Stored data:
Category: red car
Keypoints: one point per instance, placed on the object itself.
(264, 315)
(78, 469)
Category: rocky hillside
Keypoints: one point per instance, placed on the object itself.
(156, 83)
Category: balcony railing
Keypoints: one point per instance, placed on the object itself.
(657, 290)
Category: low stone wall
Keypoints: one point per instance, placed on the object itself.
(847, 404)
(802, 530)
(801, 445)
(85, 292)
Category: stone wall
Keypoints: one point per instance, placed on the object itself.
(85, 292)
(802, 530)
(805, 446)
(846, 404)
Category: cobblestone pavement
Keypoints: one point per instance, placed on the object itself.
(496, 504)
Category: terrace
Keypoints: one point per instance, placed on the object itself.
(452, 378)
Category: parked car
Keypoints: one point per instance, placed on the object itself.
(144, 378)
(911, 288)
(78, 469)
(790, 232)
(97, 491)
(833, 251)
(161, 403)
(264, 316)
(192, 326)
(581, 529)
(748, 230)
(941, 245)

WHAT IS EXPECTED —
Could you rewrite the listing from the line with "Category: parked car" through the end of the listing, changing "parked car" to "stationary car" and leaving everything else as it is?

TASK SOLUTION —
Category: stationary car
Keypoints: one point per instance, placed on the object itself.
(144, 378)
(911, 288)
(78, 469)
(790, 232)
(97, 491)
(833, 251)
(161, 403)
(264, 316)
(192, 326)
(581, 529)
(748, 230)
(941, 245)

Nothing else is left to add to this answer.